-- Start ENTRIES --
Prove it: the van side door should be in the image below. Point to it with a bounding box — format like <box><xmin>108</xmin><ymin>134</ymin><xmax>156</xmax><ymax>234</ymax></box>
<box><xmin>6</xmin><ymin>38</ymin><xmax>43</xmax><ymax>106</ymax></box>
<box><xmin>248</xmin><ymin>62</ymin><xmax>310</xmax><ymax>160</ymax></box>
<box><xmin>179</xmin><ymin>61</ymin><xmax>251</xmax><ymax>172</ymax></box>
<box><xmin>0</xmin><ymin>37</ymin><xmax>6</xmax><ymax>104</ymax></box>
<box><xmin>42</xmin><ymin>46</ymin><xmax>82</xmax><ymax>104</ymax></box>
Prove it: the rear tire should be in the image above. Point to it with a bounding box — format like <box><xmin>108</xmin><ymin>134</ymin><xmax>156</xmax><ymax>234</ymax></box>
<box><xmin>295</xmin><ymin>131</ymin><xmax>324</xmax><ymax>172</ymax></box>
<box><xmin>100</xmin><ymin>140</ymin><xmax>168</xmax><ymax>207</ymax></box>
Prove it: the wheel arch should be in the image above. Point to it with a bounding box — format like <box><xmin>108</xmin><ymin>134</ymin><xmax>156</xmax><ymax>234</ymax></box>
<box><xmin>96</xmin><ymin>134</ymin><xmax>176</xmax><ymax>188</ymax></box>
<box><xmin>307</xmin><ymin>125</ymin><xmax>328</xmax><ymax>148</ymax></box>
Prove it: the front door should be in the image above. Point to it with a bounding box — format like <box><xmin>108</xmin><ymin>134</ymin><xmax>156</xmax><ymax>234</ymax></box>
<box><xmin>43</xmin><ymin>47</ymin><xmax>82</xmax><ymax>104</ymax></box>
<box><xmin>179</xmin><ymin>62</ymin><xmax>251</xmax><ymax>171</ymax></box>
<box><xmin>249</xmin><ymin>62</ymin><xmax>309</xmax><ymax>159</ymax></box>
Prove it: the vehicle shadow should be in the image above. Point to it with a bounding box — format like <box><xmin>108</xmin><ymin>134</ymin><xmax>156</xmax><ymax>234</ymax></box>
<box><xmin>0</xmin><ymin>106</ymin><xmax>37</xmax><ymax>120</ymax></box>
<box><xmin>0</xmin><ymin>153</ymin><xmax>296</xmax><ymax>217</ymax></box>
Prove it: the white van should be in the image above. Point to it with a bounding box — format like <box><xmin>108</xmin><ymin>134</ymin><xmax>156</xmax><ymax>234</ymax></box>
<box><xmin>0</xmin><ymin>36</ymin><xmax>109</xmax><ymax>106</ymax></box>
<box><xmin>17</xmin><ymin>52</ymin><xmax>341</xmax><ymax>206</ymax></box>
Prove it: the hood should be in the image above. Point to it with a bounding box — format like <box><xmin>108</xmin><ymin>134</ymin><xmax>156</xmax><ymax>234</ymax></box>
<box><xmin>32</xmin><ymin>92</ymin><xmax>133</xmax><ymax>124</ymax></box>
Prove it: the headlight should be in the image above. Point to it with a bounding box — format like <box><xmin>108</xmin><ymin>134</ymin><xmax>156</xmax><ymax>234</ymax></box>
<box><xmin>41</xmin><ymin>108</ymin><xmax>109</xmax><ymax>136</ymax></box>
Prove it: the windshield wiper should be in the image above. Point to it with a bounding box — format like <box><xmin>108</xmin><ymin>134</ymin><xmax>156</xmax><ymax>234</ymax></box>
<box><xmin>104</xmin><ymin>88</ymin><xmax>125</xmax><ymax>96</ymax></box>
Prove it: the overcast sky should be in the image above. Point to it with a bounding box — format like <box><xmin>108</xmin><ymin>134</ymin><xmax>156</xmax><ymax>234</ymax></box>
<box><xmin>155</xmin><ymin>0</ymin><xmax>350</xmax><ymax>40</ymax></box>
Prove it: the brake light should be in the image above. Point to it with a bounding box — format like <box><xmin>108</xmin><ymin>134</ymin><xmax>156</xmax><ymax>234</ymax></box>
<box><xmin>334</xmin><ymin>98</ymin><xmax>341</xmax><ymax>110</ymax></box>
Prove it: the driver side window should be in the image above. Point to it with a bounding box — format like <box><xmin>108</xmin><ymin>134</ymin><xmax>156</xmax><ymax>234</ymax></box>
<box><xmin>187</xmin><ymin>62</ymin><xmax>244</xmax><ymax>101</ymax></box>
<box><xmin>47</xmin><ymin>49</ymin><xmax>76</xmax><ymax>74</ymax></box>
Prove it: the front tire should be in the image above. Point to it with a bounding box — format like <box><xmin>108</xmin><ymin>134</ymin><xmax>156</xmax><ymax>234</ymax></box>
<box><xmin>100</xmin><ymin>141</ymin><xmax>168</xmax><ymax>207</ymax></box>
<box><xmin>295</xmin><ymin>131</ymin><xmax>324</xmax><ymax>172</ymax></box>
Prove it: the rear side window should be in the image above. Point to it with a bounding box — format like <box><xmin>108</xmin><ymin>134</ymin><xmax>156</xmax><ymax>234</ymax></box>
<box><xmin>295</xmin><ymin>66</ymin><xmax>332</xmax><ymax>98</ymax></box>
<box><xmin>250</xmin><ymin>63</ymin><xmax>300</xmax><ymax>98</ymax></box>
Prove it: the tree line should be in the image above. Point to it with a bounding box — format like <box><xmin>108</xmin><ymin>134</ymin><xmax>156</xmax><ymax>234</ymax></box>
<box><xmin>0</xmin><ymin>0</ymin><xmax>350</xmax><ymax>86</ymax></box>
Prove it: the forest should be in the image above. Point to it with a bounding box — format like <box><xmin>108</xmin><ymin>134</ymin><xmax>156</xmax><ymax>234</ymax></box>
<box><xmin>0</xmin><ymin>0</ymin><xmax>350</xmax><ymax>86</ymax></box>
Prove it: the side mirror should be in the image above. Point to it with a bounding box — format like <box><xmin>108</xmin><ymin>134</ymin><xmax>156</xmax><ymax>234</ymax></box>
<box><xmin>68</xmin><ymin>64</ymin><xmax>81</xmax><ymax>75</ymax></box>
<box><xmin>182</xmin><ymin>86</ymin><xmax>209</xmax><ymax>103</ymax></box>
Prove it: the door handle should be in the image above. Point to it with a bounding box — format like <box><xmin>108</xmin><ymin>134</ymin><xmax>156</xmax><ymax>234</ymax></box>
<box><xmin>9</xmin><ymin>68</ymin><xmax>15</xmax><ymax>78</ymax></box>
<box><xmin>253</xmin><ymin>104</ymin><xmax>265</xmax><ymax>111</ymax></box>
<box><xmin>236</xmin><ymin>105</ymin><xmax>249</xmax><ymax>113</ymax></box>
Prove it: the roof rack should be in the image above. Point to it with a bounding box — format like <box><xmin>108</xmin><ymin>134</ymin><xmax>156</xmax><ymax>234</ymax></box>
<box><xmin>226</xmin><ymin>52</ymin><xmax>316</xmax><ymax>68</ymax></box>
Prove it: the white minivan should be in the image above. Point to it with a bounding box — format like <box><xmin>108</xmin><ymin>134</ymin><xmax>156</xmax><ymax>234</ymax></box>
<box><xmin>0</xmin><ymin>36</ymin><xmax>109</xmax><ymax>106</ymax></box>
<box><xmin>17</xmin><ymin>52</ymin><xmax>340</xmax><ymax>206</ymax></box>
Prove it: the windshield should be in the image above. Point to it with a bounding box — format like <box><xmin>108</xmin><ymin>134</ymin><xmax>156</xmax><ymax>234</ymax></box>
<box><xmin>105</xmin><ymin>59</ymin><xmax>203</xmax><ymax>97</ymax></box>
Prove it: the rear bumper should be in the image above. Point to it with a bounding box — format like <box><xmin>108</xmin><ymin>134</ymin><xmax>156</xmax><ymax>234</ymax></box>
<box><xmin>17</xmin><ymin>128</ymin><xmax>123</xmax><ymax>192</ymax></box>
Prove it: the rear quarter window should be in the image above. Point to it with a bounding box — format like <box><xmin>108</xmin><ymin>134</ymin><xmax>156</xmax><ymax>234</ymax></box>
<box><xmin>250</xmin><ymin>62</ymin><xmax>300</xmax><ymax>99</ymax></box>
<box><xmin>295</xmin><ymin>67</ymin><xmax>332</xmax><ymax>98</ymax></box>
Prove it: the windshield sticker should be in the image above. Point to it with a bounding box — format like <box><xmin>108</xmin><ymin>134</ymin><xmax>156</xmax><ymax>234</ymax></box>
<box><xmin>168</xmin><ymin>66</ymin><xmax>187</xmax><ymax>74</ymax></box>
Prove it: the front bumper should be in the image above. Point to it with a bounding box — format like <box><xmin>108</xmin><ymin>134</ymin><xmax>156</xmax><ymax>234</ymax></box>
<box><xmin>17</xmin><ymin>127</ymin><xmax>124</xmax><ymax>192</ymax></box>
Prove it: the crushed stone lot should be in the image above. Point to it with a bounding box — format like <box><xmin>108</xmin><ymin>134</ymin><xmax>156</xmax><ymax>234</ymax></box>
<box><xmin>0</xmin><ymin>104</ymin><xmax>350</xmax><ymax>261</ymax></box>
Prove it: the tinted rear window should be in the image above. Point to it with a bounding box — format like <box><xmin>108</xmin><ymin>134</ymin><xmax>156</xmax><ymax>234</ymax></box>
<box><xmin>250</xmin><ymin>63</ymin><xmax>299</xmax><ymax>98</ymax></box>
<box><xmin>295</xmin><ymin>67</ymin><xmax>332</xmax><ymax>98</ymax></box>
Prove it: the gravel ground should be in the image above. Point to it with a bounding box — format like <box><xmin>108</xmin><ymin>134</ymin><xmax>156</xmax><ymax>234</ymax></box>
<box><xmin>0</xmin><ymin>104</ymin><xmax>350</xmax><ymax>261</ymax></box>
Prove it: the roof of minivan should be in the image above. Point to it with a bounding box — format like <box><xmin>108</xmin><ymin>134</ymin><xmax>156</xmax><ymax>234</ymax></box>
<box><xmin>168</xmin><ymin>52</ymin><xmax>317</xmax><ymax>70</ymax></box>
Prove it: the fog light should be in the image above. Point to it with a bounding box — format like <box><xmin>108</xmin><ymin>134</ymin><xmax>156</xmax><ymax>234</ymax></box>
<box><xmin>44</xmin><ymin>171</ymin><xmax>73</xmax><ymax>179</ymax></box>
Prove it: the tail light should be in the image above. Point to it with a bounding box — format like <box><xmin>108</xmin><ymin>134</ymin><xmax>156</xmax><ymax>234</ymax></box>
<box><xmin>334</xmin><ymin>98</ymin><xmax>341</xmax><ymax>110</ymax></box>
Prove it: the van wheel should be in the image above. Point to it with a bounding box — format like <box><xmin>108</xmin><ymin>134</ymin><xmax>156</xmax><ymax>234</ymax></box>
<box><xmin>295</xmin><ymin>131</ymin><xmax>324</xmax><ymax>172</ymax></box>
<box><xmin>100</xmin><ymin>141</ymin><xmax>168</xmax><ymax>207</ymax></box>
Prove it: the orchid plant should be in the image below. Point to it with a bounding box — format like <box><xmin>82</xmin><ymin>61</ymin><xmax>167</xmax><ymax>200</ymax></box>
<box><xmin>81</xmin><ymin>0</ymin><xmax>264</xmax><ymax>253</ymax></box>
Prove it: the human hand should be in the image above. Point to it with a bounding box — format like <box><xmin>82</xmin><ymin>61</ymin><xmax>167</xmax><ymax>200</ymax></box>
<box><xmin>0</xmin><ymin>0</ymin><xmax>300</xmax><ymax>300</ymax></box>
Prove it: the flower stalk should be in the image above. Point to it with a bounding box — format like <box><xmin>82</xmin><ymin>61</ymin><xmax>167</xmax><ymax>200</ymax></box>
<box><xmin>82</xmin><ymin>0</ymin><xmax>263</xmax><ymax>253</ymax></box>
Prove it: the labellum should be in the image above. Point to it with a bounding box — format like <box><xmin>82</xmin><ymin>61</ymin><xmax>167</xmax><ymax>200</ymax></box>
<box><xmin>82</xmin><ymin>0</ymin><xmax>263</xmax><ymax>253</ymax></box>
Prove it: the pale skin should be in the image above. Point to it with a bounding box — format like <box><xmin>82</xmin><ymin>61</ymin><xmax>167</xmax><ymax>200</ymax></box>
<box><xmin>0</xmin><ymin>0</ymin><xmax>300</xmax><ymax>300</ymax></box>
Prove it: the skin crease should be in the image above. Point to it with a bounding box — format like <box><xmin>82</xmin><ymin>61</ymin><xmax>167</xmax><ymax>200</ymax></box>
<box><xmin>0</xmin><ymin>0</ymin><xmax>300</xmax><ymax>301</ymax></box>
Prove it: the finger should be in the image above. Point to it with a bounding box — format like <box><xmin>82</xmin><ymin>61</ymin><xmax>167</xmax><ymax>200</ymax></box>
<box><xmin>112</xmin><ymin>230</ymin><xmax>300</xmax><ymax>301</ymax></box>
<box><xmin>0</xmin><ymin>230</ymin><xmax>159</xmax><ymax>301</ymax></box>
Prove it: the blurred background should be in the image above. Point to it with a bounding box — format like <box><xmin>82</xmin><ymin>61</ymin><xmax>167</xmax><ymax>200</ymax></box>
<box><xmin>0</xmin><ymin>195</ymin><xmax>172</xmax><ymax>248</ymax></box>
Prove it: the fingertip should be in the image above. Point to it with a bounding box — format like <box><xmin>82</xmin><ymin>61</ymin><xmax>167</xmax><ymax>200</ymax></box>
-- End ENTRIES --
§ **THE EXERCISE**
Pull out every line of the material above that contains the word "roof".

§ **REPLY TO THE EXERCISE**
Prove it: the roof rack should be in the image above. Point to it with a bounding box — format like <box><xmin>108</xmin><ymin>134</ymin><xmax>156</xmax><ymax>234</ymax></box>
Prove it: the roof of minivan should be in the image above. Point to it with a bounding box — format like <box><xmin>108</xmin><ymin>134</ymin><xmax>156</xmax><ymax>234</ymax></box>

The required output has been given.